What's working — and what's not — in the effort to revolutionize patient record-keeping
If
you've ever moved to a new city or found yourself in the market for a
new doctor, then you've likely faced the challenge of transferring your
medical records.
For all the work that's been put into health-information technology systems, in 2014 only 34% of doctors surveyed were very satisfied or satisfied with the ones they were using.
Each hospital had its own electronic health-records system, but
connecting those, at the moment, is almost impossible. And they're still
being described as "clunky," or stuck in the 1990s compared to the
flashy consumer technology that we use every day. Those two
shortcomings are what healthcare experts hope changes, and soon.
When it comes to innovating electronic health records, "We're at the
tip of the iceberg," Dr. Robert Robbins, CEO and president of the Texas
Medical Center, told Business Insider.
A mandatory push into technology
In 2009, Congress passed the Health Information Technology for
Economic and Clinical Health (HITECH) Act, which set up incentives for
hospitals to get off pen-and-paper charts and onto electronic systems.
Over the next six years, hospitals could buy these
information-technology systems, implant them into their hospitals, and
receive money in return for doing it.
And this did make a big shift in how many people had an electronic
health record (EHR). Before, fewer than half were on a system. By 2015,
more than 80% of hospitals in the US had an EHR system in place.
But when legislation got underway, it set out a defined list of what
an electronic health record had to be. Companies that had already been
building hospital IT systems suddenly had to comply with all the
qualifications that the government set as to what makes a piece of
software an "EHR."
So, systems that were just set up to handle bills suddenly had to be
retrofitted to track patients so that doctors could use them during
appointments. And it all had to check out under the new regulation.
"A lot of companies had to do compliance, so innovation got slowed
down," said Jessica S. Ancker, a professor of healthcare policy and
research at Weill Cornell Medical College.
Getting doctors to use EHRs and hospitals to share data
While that innovation had to pump the brakes, that left room for two shortcomings, Ancker said: usability and interoperability.
These aren't technologies that doctors are flocking to. Sure, they
contain a wealth of information and aim to make the doctor's job easier
when chatting with a patient. But user experience just hasn't been as
high a priority, for better or worse, for those building the systems.
"Doctors don't hate technology," Dr. Todd Rothenhaus, chief medical
officer at AthenaHealth, a health IT company that offers a cloud-based
electronic health system, which puts it in competition with some of the
established EHR vendors that build IT systems in-house.
_ _ _
**WORK INSTRUCTION 1**.
Echo the passage on electronic health records word for word, starting at "So, systems that" and ending at "usability and interoperability.".
**WORK INSTRUCTION 2**.
Using the passage on electronic health records, answer each question briefly:
(a) What percentage of doctors surveyed in 2014 were very satisfied or satisfied with their health-information technology systems?
(b) In what year did Congress pass the HITECH Act?
(c) By 2015, what share of US hospitals had an EHR system in place?
**WORK INSTRUCTION 3**.
Go on with the passage on electronic health records, beginning after its last sentence.
The material after this point stands apart from the passage on electronic health records.

**EXTRACTED ENTRIES**.
_ _ _
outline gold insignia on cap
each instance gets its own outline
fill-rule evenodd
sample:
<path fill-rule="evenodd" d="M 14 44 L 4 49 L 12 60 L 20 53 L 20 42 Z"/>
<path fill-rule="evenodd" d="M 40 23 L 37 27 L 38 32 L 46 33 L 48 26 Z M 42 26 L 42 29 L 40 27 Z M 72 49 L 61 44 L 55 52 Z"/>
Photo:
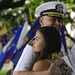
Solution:
<path fill-rule="evenodd" d="M 57 10 L 58 12 L 62 13 L 62 12 L 63 12 L 63 6 L 62 6 L 61 4 L 57 4 L 57 5 L 56 5 L 56 10 Z"/>

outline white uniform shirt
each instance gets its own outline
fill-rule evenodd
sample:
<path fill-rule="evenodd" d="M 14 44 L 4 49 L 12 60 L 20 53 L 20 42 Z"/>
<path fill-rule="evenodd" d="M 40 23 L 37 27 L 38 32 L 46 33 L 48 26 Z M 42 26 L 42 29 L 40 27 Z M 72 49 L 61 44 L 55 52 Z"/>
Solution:
<path fill-rule="evenodd" d="M 29 44 L 23 50 L 23 53 L 14 69 L 14 71 L 27 71 L 31 70 L 35 60 L 37 59 L 37 54 L 34 53 L 33 47 Z"/>

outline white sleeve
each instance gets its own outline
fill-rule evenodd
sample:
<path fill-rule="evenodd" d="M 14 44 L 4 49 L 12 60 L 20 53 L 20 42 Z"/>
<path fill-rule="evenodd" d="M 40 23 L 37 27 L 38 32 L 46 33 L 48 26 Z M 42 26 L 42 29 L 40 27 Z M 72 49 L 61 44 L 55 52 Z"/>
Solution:
<path fill-rule="evenodd" d="M 27 44 L 23 50 L 23 53 L 14 71 L 31 70 L 33 63 L 35 62 L 36 59 L 37 59 L 37 54 L 33 52 L 33 47 Z"/>

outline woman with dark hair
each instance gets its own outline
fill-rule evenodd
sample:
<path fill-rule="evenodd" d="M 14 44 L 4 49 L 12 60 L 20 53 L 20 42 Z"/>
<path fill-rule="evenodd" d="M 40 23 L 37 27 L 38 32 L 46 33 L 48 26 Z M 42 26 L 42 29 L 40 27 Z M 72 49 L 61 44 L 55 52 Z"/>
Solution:
<path fill-rule="evenodd" d="M 50 75 L 71 75 L 72 69 L 67 63 L 58 57 L 54 59 L 54 53 L 61 50 L 61 37 L 55 27 L 41 27 L 37 30 L 33 42 L 33 51 L 38 53 L 38 59 L 33 65 L 32 71 L 45 71 L 51 66 Z"/>
<path fill-rule="evenodd" d="M 54 27 L 48 26 L 38 29 L 33 44 L 33 50 L 39 55 L 38 61 L 33 66 L 33 70 L 40 71 L 41 69 L 48 69 L 51 64 L 50 62 L 54 61 L 52 54 L 59 53 L 61 50 L 59 31 Z M 39 65 L 40 63 L 41 65 Z"/>

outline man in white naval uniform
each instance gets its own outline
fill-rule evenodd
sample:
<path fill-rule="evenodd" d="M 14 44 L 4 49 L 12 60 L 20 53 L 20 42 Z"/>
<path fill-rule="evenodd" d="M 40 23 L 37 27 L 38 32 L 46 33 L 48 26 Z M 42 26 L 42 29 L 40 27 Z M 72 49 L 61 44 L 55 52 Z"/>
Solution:
<path fill-rule="evenodd" d="M 47 2 L 40 5 L 35 13 L 40 17 L 39 22 L 41 27 L 53 26 L 60 30 L 62 26 L 62 18 L 67 12 L 65 4 L 61 2 Z M 24 51 L 18 61 L 13 75 L 48 75 L 43 72 L 31 72 L 31 68 L 37 59 L 37 54 L 33 52 L 33 47 L 29 44 L 26 45 Z M 69 63 L 70 64 L 70 63 Z M 71 65 L 69 65 L 71 66 Z"/>

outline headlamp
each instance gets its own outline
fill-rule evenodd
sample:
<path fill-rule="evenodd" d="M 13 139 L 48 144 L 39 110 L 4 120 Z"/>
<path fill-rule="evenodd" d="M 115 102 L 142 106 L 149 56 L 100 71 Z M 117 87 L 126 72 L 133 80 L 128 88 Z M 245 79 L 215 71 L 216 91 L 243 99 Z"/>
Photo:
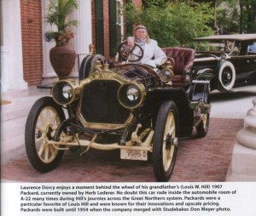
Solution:
<path fill-rule="evenodd" d="M 120 86 L 118 99 L 124 107 L 135 109 L 142 105 L 145 94 L 145 87 L 143 84 L 126 83 Z"/>
<path fill-rule="evenodd" d="M 164 82 L 168 82 L 172 81 L 173 76 L 174 76 L 173 71 L 167 68 L 162 69 L 160 72 L 160 78 Z"/>
<path fill-rule="evenodd" d="M 69 105 L 78 99 L 79 84 L 73 81 L 60 81 L 52 88 L 54 100 L 61 105 Z"/>

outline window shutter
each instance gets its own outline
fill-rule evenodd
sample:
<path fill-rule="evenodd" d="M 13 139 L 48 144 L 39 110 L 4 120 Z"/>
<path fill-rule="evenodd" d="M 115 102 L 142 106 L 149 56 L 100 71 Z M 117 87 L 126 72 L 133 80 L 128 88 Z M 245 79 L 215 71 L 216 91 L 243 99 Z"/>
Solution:
<path fill-rule="evenodd" d="M 96 52 L 104 54 L 103 0 L 95 0 Z"/>
<path fill-rule="evenodd" d="M 109 54 L 115 56 L 117 53 L 117 20 L 116 0 L 109 0 Z"/>

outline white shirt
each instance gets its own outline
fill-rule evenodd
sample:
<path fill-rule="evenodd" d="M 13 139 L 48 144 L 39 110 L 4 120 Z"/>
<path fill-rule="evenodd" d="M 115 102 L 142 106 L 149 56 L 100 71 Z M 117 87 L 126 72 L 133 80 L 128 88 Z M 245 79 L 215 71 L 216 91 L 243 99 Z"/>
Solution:
<path fill-rule="evenodd" d="M 166 58 L 164 51 L 158 46 L 157 41 L 154 39 L 149 39 L 148 43 L 145 43 L 143 49 L 144 54 L 143 59 L 140 60 L 143 64 L 156 67 L 156 65 L 161 65 L 163 60 Z M 139 48 L 136 48 L 133 52 L 136 54 L 139 54 Z"/>

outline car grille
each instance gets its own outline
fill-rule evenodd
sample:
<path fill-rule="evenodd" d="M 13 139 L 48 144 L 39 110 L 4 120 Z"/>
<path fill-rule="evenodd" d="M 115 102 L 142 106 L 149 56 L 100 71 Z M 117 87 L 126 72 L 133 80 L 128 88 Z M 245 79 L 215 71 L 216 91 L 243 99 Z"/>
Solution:
<path fill-rule="evenodd" d="M 114 80 L 94 80 L 83 88 L 81 114 L 87 122 L 123 124 L 130 111 L 119 102 L 120 83 Z"/>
_ _ _
**ANSWER 1**.
So, systems that were just set up to handle bills suddenly had to be
retrofitted to track patients so that doctors could use them during
appointments. And it all had to check out under the new regulation.
"A lot of companies had to do compliance, so innovation got slowed
down," said Jessica S. Ancker, a professor of healthcare policy and
research at Weill Cornell Medical College.
Getting doctors to use EHRs and hospitals to share data
While that innovation had to pump the brakes, that left room for two shortcomings, Ancker said: usability and interoperability.

**ANSWER 2**.
(a) 34%
(b) 2009
(c) More than 80%

**ANSWER 3**.
When it comes to new devices or the latest implant, doctors are early
to pick it up because it adds value to what they do. IT, maybe less so.
"It's IT that was broken from the beginning," he said.
Rothenhaus said that Athena has been working to redo the front end so that it's as intuitive and easy to use as any other app.
As for interoperability, or the ability for one product to
communicate to another and share data — say, to transfer your medical
history from one hospital to another — that's a trickier sell. For one,
hospitals tend to be fiercely competitive when it comes to their
patients. And the health records housed in one hospital might speak an
entirely different language from the hospital system across the street.
Ancker compared hospitals to banks in this regard: Banks have an
incentive to share their data, since it will help them make money. With
hospitals, though, that's not the case.
One way that could change, Ancker said, is if hospitals start getting
paid based on the quality of care they provide. If they have to start
thinking about the entire lifetime of the patient, then that might mean
that they're going to have to bite the bullet and share their data more
freely.
"It's driving people to think, 'Guess what? We need to share information,'" she said.
When will we see this innovation hit?
So would there be a day when we could just rip up all the messy,
convoluted systems that we've put in place and replace them with an
entirely new system that made it way easier to share data and have
healthcare professionals use?
"There's a way it would feel very satisfying," Ancker said.
But for political — mainly privacy — and financial reasons, that's
not likely going to be how this all shakes out over the next decade.
Cloud-based systems could help cut down on costs because hospitals
wouldn't have to lay down the hardware of having an in-house IT system,
nor would they have to hire people to manage it. But for many major
hospital systems, who may have already put hundreds of millions or more into the process, it would be a hard sell to get them to immediately ditch that investment and pick up another.
But that might be changing. Hospitals will likely hold on to their
on-premise health IT systems for a while before thinking about
replacements. That's where cloud-based companies could have the edge.
"We like to think we suck the least," Rothenhaus said.